- Provided text -
☆ ☆ ☆ ☆ ☆ ☆ ☆

You can see where this is going.
And a Tin Foil Hat one: the hidden agenda
By this point I have to admit that all so far gives a fairly bleak picture.
Thinking back at how Monica was picked out and slandered on a news site, thinking about how the company apologized for that only to do that again now, and looking at how users now even have to say that "actually they never promised to not slander user groups anymore, only individuals".
I can not reasonably avoid seeing some form of actual malice at work here: it is my blunt conclusion that none of these changes were actually made in the interest of improving the site content or the user experience.
What I see instead is a reiterated attempt at pleasing the stakeholders in the worst ways possible.
The Monica case was never resolved, and still today it looks like Monica was just a carefully picked scapegoat that the company decided to use to get some free advertisement in an attempt to present itself as caring for the rights of the LGBT+ community that not only backfired on them but also on the ones it was supposed to protect by further fueling rage and abuse.
Years later we now had to resort once again to a new moderation strike, and once again we see the company name-calling its mods to put the blame on them. Once again we see them post multiple inaccurate representations of mods' actions on the Internet to shame them and circulate the message that "The company is improving even if some (bad) mods are trying to fight back". And I admit that I went as far as to expect someone to be used as the scapegoat again to be the new Monica.
Sadly, I don't think that I am just hallucinating things as the feeling that these actions are part of a hidden agenda that not only is willing to go against the users for the sake of profit but is also quite open to publicly shame and even sacrifice them, seems to be quite a shared sentiment nowadays based on the comments I read on the site. Promises are usually made to stop the fighting but personally I find it rather unclear whether those are actual concession the company had to make, or just planned eye-candy, smoke and mirrors, used to make the userbase yield and accept the "better than nothing" resolution.
Also it is not unusual for the company to hide themselves behind grammatical technicalities worth of the "Evil Overlord" manual: after all, after the Monica scandal they just promised to never again slander an individual on the Internet, so slandering all the moderators is fine, right?

☆ ☆ ☆ ☆ ☆ ☆ ☆

- Saved data entries -
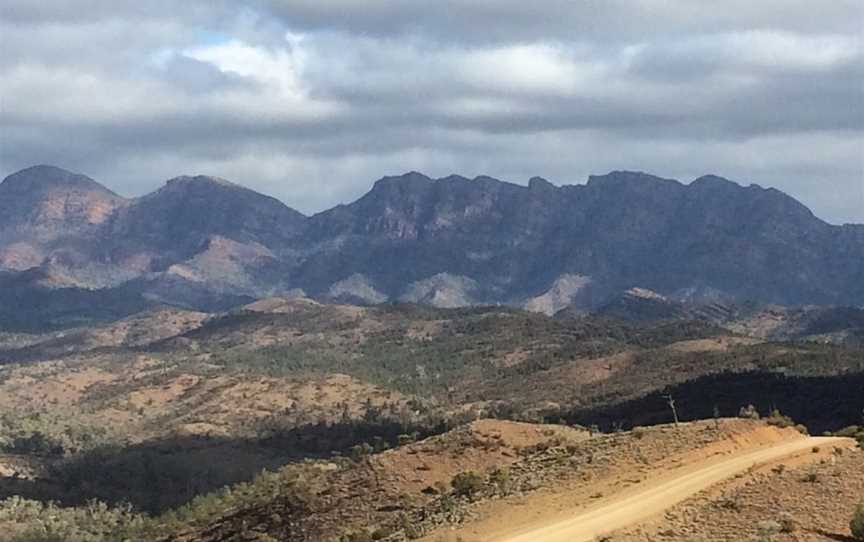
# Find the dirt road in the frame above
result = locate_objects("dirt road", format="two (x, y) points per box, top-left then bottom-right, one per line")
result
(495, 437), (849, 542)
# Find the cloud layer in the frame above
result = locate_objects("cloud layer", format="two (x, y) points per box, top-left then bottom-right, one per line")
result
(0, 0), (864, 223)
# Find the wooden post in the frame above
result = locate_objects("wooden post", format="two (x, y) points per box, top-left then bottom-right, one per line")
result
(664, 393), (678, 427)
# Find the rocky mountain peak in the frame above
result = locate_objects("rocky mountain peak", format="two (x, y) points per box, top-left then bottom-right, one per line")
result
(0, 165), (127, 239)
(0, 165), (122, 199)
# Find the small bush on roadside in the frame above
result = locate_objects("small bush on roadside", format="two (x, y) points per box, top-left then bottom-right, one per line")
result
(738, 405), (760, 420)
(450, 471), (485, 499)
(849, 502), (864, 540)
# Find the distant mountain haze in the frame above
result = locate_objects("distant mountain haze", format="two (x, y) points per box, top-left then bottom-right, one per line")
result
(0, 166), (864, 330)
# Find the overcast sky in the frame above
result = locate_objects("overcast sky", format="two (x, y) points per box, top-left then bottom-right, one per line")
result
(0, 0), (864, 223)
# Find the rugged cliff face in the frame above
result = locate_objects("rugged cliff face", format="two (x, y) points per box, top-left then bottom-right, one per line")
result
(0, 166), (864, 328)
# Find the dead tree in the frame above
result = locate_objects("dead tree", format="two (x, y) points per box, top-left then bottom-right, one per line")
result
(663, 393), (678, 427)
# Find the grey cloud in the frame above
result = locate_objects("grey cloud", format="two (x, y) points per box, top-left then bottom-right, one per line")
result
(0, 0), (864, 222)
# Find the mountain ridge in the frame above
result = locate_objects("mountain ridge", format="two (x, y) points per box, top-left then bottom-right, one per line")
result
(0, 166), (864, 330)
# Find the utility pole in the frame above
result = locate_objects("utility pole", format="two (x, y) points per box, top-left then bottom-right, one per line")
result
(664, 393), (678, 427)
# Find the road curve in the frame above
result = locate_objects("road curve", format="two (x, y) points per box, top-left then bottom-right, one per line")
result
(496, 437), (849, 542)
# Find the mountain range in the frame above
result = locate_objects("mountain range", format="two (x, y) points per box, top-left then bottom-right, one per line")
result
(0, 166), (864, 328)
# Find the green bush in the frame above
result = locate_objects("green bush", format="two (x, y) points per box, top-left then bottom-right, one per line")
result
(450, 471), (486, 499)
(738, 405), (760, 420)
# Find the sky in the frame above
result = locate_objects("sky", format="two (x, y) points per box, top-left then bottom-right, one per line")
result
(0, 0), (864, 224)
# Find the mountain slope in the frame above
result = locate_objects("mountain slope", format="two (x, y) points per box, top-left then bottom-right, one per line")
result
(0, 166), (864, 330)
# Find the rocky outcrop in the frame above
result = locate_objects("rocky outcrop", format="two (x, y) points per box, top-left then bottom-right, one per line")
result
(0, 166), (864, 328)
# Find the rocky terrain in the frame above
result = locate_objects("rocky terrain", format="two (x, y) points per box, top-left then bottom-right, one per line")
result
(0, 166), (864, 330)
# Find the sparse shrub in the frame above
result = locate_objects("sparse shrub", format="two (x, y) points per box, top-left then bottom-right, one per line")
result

☆ ☆ ☆ ☆ ☆ ☆ ☆

- Assignment 1 -
Could you write out the stretch of the moderation strike essay from "I can not reasonably" through "the user experience."?
- Assignment 2 -
Can you pick up the moderation strike essay where it stops and keep it going?

- Answer 1 -
I can not reasonably avoid seeing some form of actual malice at work here: it is my blunt conclusion that none of these changes were actually made in the interest of improving the site content or the user experience.

- Answer 2 -
Over the course of the last years, the company has made their moves to show off how nice they are, how they care about defending others, how they work on social issues. Things like the Be Nice policy, revising how new users are guided in their first steps... all great things. On paper.
Yet, in the current scenario I can't see them as anything other than empty actions that didn't actually come from the heart but just from a need to "show off", to get media to talk about how Stack is doing the right thing, to win more users -> more ads views -> more money.
At the same time the userbase is portrayed as the enemy, whose toxicity causes nightmares, and who makes newcomers feel unwanted and leave.
I'll ask you a question...
Have you ever thought about the nightmares Monica probably had? Ever considered the users that went off the site after each of these scandals to never return? Ever listened to the mods asking you to not be toxic to them?
Once again, I ask you to stop and reconsider. You can work with the users and you can choose to make actual improvements together. The media awareness that you are "good" needs to be an effect of your good actions, not the target that you have to reach by any means by faking things — then happy users will suggest your site to their friends. Currently, the only thing I can suggest is to never get involved with an actual account here.
You probably still have time. But I fear that the candle is reaching its end.